Exercise details:
Below are entries. Reproduce exactly the lines between the line holding "Tag every instance of the carved" and the line holding "Tag every instance of the red knit", inclusive, and only those.

Input data:

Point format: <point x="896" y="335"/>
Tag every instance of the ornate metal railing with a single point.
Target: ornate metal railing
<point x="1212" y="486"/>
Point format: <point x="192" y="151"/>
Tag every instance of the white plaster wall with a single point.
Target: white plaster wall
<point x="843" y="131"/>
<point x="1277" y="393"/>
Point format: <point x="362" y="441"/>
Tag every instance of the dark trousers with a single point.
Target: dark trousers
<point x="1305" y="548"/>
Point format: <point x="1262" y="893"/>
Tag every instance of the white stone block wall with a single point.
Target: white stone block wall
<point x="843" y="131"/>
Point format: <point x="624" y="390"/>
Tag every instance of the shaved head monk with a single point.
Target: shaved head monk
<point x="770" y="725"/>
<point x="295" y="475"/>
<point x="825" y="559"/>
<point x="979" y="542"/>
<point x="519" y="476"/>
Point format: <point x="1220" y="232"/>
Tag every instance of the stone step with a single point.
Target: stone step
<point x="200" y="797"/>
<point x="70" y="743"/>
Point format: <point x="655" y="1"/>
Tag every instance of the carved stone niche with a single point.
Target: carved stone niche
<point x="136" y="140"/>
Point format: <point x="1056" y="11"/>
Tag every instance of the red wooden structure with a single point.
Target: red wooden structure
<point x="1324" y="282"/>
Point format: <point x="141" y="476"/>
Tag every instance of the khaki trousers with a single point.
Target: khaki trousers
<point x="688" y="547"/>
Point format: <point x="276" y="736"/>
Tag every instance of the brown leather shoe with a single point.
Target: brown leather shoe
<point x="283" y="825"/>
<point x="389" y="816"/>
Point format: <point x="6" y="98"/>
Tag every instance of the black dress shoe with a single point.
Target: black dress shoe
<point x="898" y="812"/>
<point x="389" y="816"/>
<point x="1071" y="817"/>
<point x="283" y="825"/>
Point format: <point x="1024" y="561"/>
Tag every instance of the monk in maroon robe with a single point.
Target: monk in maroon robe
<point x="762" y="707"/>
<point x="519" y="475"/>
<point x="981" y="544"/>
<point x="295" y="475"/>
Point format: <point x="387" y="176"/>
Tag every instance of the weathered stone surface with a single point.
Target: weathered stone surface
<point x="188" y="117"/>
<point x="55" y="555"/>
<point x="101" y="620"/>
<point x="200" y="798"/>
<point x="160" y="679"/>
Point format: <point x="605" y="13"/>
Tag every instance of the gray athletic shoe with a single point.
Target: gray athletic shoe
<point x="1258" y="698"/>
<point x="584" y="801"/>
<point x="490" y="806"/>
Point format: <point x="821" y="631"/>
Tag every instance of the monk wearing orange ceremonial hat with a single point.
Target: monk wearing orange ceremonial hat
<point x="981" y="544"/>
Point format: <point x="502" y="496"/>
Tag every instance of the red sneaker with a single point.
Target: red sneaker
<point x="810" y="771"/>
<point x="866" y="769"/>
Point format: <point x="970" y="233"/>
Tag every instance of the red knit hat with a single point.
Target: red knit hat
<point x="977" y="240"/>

Problem solution:
Tag every instance of the carved stone niche with a single point.
Target: carved stone niche
<point x="136" y="140"/>
Point format: <point x="1056" y="11"/>
Tag every instance of the red wooden structure with a single point.
Target: red wooden structure
<point x="1324" y="282"/>
Point format: <point x="141" y="476"/>
Tag every instance of the khaki trousers with a single point.
Target: khaki trousers
<point x="688" y="547"/>
Point format: <point x="276" y="736"/>
Tag every instance of the brown leather shoe with a single point.
Target: brown leather shoe
<point x="283" y="825"/>
<point x="389" y="816"/>
Point format: <point x="6" y="98"/>
Tag every instance of the black dress shoe with a single point.
Target: black dress shoe
<point x="898" y="812"/>
<point x="389" y="816"/>
<point x="1071" y="817"/>
<point x="283" y="825"/>
Point format: <point x="1024" y="561"/>
Tag every instance of the monk in maroon robe with a single point.
Target: monk in maroon robe
<point x="762" y="707"/>
<point x="519" y="475"/>
<point x="981" y="544"/>
<point x="295" y="475"/>
Point format: <point x="387" y="176"/>
Tag every instance of the weathered stone surface with a single point.
Target: weathered stone surface
<point x="188" y="117"/>
<point x="55" y="555"/>
<point x="101" y="620"/>
<point x="200" y="798"/>
<point x="160" y="679"/>
Point format: <point x="605" y="13"/>
Tag every instance of the gray athletic shoe with a single point.
Target: gray athletic shoe
<point x="1258" y="698"/>
<point x="584" y="801"/>
<point x="490" y="806"/>
Point format: <point x="821" y="631"/>
Tag every instance of the monk wearing orange ceremonial hat with a single point.
Target: monk wearing orange ceremonial hat
<point x="981" y="544"/>
Point format: <point x="502" y="496"/>
Tag every instance of the red sneaker with a single point.
Target: red sneaker
<point x="810" y="771"/>
<point x="866" y="769"/>
Point format: <point x="970" y="233"/>
Tag every instance of the red knit hat with a single point.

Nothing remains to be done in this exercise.